# YOUR TASK
Copy out every line of the records below word for word, changing nothing.
----------
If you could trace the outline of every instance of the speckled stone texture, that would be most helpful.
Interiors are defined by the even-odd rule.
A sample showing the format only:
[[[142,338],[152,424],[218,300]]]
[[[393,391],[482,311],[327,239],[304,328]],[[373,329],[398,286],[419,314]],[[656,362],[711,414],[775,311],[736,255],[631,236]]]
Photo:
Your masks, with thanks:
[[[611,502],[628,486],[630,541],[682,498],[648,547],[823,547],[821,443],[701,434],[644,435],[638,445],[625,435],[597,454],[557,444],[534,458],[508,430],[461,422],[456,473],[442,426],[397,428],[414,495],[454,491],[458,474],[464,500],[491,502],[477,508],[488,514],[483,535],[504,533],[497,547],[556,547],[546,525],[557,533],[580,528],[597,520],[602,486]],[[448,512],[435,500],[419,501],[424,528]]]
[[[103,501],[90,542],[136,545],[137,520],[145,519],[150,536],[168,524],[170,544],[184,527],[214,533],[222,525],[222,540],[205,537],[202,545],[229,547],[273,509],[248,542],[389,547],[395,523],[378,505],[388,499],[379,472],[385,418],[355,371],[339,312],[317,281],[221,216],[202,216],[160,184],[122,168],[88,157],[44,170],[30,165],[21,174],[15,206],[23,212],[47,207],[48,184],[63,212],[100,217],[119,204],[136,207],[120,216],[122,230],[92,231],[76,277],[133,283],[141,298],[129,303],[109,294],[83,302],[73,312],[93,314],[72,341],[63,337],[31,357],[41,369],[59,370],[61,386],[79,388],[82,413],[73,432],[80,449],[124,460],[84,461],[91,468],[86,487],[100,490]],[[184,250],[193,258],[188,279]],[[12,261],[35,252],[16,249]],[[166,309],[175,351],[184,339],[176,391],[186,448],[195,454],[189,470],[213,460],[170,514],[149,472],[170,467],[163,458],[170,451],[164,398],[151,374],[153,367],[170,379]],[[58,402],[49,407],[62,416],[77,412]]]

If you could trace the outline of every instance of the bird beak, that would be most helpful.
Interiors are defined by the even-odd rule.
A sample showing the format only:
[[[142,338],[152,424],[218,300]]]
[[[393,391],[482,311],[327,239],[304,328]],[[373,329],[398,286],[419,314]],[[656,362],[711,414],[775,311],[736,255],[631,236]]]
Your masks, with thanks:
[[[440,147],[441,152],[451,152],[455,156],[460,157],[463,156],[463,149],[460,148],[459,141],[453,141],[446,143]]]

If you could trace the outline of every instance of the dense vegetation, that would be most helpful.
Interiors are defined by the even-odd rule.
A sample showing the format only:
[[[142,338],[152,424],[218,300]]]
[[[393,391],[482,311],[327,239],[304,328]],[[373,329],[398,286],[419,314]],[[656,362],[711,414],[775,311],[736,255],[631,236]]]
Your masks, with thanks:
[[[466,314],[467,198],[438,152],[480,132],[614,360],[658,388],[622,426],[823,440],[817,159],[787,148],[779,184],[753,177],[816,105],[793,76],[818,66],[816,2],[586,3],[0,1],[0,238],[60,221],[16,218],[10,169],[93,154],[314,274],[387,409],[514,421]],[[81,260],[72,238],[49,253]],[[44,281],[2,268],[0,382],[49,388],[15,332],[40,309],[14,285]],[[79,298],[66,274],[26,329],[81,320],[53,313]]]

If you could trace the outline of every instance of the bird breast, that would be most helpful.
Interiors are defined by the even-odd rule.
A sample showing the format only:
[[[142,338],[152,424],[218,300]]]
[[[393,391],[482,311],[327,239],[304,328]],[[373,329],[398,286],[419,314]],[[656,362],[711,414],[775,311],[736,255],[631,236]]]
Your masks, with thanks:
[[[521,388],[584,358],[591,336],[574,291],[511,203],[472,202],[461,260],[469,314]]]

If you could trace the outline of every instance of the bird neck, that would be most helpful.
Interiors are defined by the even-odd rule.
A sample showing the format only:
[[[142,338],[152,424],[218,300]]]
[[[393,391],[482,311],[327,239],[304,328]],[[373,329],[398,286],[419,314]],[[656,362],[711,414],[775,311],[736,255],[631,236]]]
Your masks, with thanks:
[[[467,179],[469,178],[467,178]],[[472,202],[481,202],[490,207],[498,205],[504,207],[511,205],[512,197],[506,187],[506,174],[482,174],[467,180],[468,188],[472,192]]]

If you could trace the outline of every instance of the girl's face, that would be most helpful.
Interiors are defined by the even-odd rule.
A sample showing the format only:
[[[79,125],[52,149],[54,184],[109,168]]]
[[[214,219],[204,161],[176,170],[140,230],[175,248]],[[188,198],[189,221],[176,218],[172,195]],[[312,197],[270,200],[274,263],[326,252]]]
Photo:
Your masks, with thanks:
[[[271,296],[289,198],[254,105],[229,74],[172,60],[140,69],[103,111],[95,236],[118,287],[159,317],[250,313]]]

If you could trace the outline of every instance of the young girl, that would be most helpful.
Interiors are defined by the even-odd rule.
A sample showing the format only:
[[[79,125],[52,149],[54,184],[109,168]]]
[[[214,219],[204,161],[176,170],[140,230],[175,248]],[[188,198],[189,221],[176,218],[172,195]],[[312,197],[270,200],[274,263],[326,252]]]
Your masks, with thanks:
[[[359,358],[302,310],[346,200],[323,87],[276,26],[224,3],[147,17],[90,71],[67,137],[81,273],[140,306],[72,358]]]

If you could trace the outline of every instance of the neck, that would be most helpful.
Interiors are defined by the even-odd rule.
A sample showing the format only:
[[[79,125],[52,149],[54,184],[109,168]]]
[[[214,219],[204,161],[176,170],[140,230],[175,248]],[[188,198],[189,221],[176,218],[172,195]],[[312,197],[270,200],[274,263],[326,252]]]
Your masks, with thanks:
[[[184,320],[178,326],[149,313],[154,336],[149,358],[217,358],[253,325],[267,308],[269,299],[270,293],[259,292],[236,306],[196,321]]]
----------
# SOLUTION
If you could trace the outline of every instance of the speckled stone texture, that would be most helpful.
Interiors are defined by the even-odd rule.
A sample showing the format only:
[[[142,338],[152,424],[218,300]]]
[[[393,391],[482,311],[327,239],[304,328]],[[373,329],[398,286],[419,314]],[[656,362],[711,414],[775,311],[736,255],[631,236]]]
Photo:
Your masks, with thanks:
[[[611,502],[628,486],[630,541],[682,498],[648,547],[823,547],[821,443],[701,434],[644,435],[638,445],[625,435],[597,454],[557,444],[534,458],[508,430],[461,422],[456,473],[442,426],[397,428],[414,495],[454,491],[458,474],[464,500],[491,502],[477,508],[488,514],[483,535],[504,533],[497,547],[556,547],[546,525],[557,533],[580,528],[597,520],[602,486]],[[448,512],[435,500],[419,501],[424,528]]]
[[[103,501],[90,542],[136,545],[137,520],[145,519],[150,536],[168,524],[170,544],[184,527],[214,533],[222,525],[222,540],[205,537],[202,545],[229,547],[273,509],[248,542],[389,547],[395,523],[378,505],[388,499],[379,472],[385,418],[355,371],[339,312],[317,281],[221,216],[202,216],[160,184],[122,168],[88,157],[44,170],[30,165],[21,174],[15,206],[23,212],[47,207],[48,184],[63,212],[100,217],[119,204],[136,207],[120,216],[122,230],[92,231],[76,277],[133,283],[141,298],[129,303],[109,294],[83,302],[73,312],[93,314],[72,341],[63,337],[31,357],[41,369],[59,370],[61,386],[79,388],[82,413],[73,432],[80,449],[124,460],[84,461],[91,468],[86,487],[100,490]],[[184,250],[193,258],[188,279]],[[12,261],[35,252],[16,249]],[[166,309],[175,351],[184,339],[176,391],[186,448],[195,454],[189,470],[213,460],[170,514],[149,472],[170,467],[163,458],[170,451],[164,398],[151,374],[153,367],[170,379]],[[58,402],[49,407],[62,416],[77,412]]]

If you could trace the outline of every instance of the bird beak, that would be most helpful.
Interiors are defined by the even-odd rule.
A sample showing the format only:
[[[142,338],[152,424],[218,300]]]
[[[393,391],[482,311],[327,239],[304,328]],[[373,329],[398,286],[419,314]],[[656,362],[711,414],[775,311],[736,255],[631,236]]]
Your masks, with thanks:
[[[440,147],[441,152],[451,152],[455,156],[460,157],[463,156],[463,149],[460,148],[459,141],[453,141],[446,143]]]

If you could trace the outline of every instance of the dense vegetation, that would be most helpful.
Interiors are defined by the even-odd rule.
A sample showing the format only:
[[[142,338],[152,424],[218,300]]]
[[[393,391],[482,311],[327,239],[304,328]],[[373,329],[398,286],[419,314]],[[656,362],[711,414],[775,311],[736,255],[631,236]]]
Your masks, with thanks:
[[[466,314],[467,198],[438,152],[480,132],[614,360],[658,388],[622,426],[823,440],[817,159],[787,148],[779,184],[753,177],[816,105],[793,76],[818,66],[816,2],[586,3],[0,1],[0,238],[60,221],[16,218],[10,169],[93,154],[314,274],[387,409],[514,421]],[[81,260],[72,238],[49,253]],[[44,281],[2,268],[0,382],[49,388],[15,332],[40,309],[14,285]],[[79,298],[66,274],[26,329],[81,320],[53,313]]]

If you could trace the outline of every instance of the bird breast, that would be most helpful.
Interiors are defined by the even-odd rule.
A sample showing the format only:
[[[142,338],[152,424],[218,300]]]
[[[393,391],[482,311],[327,239],[304,328]],[[373,329],[398,286],[419,314]],[[656,362],[711,414],[775,311],[736,255],[631,236]]]
Your masks, with thanks:
[[[521,388],[584,358],[591,336],[574,291],[511,203],[472,202],[461,260],[469,314]]]

If you could trace the outline of every instance of the bird neck, that would be most helpful.
Interiors are defined by the even-odd rule.
A sample showing the format only:
[[[142,338],[152,424],[218,300]]]
[[[393,391],[482,311],[327,239],[304,328]],[[373,329],[398,286],[419,314]],[[656,362],[711,414],[775,311],[736,255],[631,236]]]
Your masks, with thanks:
[[[467,179],[469,178],[467,178]],[[472,202],[481,202],[490,207],[498,205],[504,207],[511,205],[512,197],[506,187],[506,174],[482,174],[467,180],[468,188],[472,192]]]

If you could trace the outline of every instance of the girl's face, that would be most helpful.
Interiors are defined by the even-odd rule.
A sample showing the format only:
[[[79,125],[52,149],[54,184],[109,168]]]
[[[214,219],[204,161],[176,170],[140,230],[175,248]],[[188,198],[189,221],[176,218],[172,195]],[[312,197],[270,200],[274,263],[326,252]]]
Photo:
Your masks, with thanks:
[[[271,296],[289,198],[254,105],[229,74],[172,60],[140,69],[103,111],[95,236],[118,287],[159,317],[250,313]]]

If you could trace the outline of every instance of the young girl, that would be most helpful.
Interiors are defined by the even-odd rule.
A sample showing the format only:
[[[79,125],[52,149],[54,184],[109,168]]]
[[[214,219],[204,161],[176,170],[140,230],[175,248]],[[188,198],[189,221],[176,218],[172,195]],[[312,197],[270,200],[274,263],[326,252]]]
Your masks, with thanks:
[[[359,358],[302,310],[346,200],[323,87],[276,26],[224,3],[147,17],[90,71],[67,137],[81,273],[140,306],[72,358]]]

If you could trace the outline of every instance of the neck, that would be most helpful.
Interiors are defined by the even-odd rule.
A sample showing the format only:
[[[79,125],[52,149],[54,184],[109,168]]]
[[[214,219],[204,161],[176,170],[140,230],[175,248]],[[188,198],[189,221],[176,218],[172,195]],[[312,197],[270,200],[274,263],[326,252]]]
Your masks, with thanks:
[[[184,320],[178,326],[149,313],[154,336],[149,358],[217,358],[253,325],[267,308],[269,299],[270,293],[259,292],[236,306],[196,321]]]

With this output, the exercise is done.